## Short task
Rewrite the lines from the one containing "Could you point to the blurred green" through the one containing "column 254, row 238", inclusive, with "flower cluster" changed to "blossom cluster" and nothing else altered.

## Stored data
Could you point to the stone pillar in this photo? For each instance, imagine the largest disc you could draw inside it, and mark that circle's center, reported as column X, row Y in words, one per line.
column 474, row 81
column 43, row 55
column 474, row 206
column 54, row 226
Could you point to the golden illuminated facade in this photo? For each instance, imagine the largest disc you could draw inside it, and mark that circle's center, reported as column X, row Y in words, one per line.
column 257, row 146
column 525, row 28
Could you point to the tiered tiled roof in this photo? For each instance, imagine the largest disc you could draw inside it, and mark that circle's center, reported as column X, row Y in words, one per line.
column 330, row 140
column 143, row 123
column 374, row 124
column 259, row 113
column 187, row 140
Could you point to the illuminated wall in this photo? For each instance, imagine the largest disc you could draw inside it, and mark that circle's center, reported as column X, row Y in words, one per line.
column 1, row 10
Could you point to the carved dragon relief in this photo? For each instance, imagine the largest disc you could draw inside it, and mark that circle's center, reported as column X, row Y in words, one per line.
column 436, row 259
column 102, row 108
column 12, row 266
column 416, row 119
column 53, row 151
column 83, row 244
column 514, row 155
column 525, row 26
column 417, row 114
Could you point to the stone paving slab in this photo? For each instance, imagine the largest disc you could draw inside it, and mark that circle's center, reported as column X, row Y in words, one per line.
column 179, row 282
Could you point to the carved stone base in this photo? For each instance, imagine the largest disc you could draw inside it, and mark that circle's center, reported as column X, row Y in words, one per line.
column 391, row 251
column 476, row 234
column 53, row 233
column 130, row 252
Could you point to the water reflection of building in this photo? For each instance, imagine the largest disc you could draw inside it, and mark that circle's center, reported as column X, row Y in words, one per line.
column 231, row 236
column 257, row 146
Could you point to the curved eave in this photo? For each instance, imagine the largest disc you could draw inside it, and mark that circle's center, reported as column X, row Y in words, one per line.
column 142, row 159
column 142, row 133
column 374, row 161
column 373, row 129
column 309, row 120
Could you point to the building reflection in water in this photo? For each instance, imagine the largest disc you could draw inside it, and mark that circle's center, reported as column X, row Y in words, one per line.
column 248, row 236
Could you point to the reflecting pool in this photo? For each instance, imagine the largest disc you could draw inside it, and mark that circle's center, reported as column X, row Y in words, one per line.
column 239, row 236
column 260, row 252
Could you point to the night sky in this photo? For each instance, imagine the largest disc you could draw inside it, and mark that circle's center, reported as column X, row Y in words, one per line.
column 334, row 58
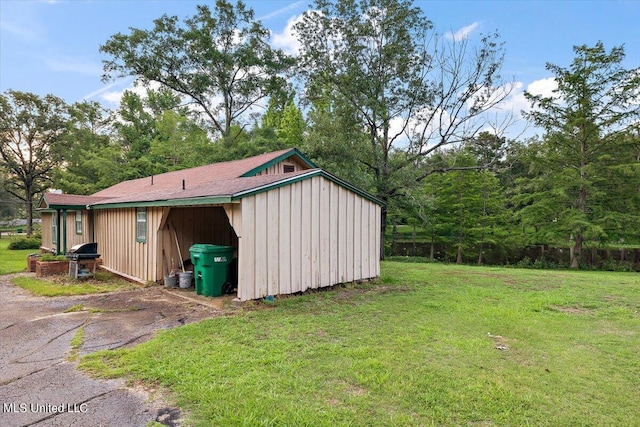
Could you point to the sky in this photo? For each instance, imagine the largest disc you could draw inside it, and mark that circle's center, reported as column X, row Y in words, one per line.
column 52, row 46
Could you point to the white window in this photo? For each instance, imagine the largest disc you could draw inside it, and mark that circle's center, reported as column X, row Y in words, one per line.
column 54, row 228
column 78, row 222
column 141, row 225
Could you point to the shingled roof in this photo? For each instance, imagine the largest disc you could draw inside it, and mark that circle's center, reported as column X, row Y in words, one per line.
column 202, row 175
column 214, row 183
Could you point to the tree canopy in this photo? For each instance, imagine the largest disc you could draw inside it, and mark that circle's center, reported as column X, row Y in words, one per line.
column 219, row 60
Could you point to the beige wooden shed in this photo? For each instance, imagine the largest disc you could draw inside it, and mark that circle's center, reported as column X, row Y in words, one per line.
column 294, row 225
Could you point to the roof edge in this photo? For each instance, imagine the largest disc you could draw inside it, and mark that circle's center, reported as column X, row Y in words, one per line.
column 213, row 200
column 312, row 173
column 281, row 157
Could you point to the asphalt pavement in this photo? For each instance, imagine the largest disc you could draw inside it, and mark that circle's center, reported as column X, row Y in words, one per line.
column 39, row 382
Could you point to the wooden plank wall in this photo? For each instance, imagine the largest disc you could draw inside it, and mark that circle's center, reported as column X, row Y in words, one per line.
column 115, row 231
column 309, row 234
column 279, row 167
column 193, row 225
column 72, row 237
column 47, row 238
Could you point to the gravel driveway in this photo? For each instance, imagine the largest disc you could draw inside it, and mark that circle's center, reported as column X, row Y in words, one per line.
column 39, row 386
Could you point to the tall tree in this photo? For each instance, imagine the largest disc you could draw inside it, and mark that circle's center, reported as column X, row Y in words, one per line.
column 411, row 90
column 595, row 102
column 32, row 143
column 220, row 60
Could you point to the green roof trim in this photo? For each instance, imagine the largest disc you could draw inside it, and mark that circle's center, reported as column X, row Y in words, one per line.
column 215, row 200
column 63, row 207
column 283, row 156
column 310, row 174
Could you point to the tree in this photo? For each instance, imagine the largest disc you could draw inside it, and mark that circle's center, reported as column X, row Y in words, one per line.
column 411, row 90
column 32, row 143
column 292, row 125
column 596, row 102
column 92, row 162
column 219, row 61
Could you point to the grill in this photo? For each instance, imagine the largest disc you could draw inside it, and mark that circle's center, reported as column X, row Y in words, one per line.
column 80, row 256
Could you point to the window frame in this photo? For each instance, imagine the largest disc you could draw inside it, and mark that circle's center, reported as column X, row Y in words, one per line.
column 141, row 225
column 54, row 228
column 78, row 222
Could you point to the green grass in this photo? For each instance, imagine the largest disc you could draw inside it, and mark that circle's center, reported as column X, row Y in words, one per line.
column 417, row 349
column 12, row 261
column 76, row 343
column 63, row 285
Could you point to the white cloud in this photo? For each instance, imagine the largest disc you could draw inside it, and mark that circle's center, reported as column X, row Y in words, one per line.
column 543, row 87
column 286, row 40
column 462, row 33
column 22, row 31
column 283, row 10
column 73, row 65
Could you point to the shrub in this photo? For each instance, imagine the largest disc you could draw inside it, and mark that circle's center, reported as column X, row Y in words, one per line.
column 25, row 243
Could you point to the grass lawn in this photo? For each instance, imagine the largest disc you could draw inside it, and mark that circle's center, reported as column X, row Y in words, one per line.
column 12, row 261
column 428, row 345
column 63, row 285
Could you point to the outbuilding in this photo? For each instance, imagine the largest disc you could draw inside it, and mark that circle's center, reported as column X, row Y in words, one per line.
column 295, row 226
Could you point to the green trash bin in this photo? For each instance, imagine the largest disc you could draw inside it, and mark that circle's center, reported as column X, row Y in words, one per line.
column 210, row 267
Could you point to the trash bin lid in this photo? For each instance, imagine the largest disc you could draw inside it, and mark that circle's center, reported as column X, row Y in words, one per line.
column 210, row 249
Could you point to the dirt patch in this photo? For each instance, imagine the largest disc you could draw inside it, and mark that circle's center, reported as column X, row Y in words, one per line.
column 498, row 341
column 569, row 309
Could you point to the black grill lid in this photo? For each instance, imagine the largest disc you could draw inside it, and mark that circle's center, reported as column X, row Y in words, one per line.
column 84, row 248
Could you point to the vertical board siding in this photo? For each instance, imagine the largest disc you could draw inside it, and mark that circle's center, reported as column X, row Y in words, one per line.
column 278, row 168
column 47, row 237
column 115, row 231
column 309, row 234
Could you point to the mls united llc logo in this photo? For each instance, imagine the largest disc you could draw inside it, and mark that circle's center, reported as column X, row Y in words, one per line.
column 80, row 408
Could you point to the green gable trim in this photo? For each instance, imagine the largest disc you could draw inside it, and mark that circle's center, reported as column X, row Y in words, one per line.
column 311, row 174
column 64, row 207
column 292, row 152
column 216, row 200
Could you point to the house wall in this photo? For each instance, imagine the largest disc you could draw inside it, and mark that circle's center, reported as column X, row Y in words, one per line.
column 47, row 238
column 72, row 237
column 310, row 234
column 115, row 231
column 193, row 225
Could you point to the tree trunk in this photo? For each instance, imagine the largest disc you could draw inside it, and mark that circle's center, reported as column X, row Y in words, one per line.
column 29, row 209
column 432, row 252
column 576, row 252
column 383, row 229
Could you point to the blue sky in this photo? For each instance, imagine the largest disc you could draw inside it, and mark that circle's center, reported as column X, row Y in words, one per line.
column 51, row 46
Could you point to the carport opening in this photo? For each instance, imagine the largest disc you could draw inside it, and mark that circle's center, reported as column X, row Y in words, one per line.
column 188, row 226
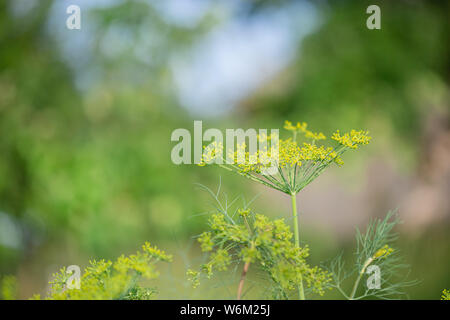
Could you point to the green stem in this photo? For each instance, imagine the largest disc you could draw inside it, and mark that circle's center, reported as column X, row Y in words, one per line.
column 301, row 292
column 355, row 286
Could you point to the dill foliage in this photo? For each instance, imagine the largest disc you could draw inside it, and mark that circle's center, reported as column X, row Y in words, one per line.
column 111, row 280
column 373, row 248
column 243, row 236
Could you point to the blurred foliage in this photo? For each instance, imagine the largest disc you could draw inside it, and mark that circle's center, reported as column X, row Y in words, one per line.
column 349, row 75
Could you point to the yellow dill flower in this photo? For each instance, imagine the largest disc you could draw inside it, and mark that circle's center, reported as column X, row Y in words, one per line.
column 352, row 139
column 290, row 165
column 383, row 252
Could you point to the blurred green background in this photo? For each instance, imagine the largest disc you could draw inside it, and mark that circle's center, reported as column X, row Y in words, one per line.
column 86, row 117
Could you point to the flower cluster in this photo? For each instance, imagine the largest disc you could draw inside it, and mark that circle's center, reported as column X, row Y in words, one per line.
column 108, row 280
column 383, row 252
column 288, row 165
column 254, row 238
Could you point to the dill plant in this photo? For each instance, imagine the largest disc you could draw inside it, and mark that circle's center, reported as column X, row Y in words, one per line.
column 111, row 280
column 373, row 248
column 240, row 234
column 298, row 160
column 445, row 294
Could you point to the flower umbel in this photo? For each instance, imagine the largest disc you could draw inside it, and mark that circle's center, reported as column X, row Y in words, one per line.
column 294, row 164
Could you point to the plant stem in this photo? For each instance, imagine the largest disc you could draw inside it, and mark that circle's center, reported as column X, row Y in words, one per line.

## Written response
Could you point to the blurred green background in this photo? For each instance, imagine the largest disc you could draw inside it, and mark that circle's center, reported as column X, row Y in words, one per line.
column 86, row 117
Could you point to the blossom cluster in this photo? For each instance, imagine the largest disc you could draw inside it, and mark that circle's center, reported as column X, row Y in words, one per line.
column 108, row 280
column 383, row 252
column 288, row 165
column 254, row 238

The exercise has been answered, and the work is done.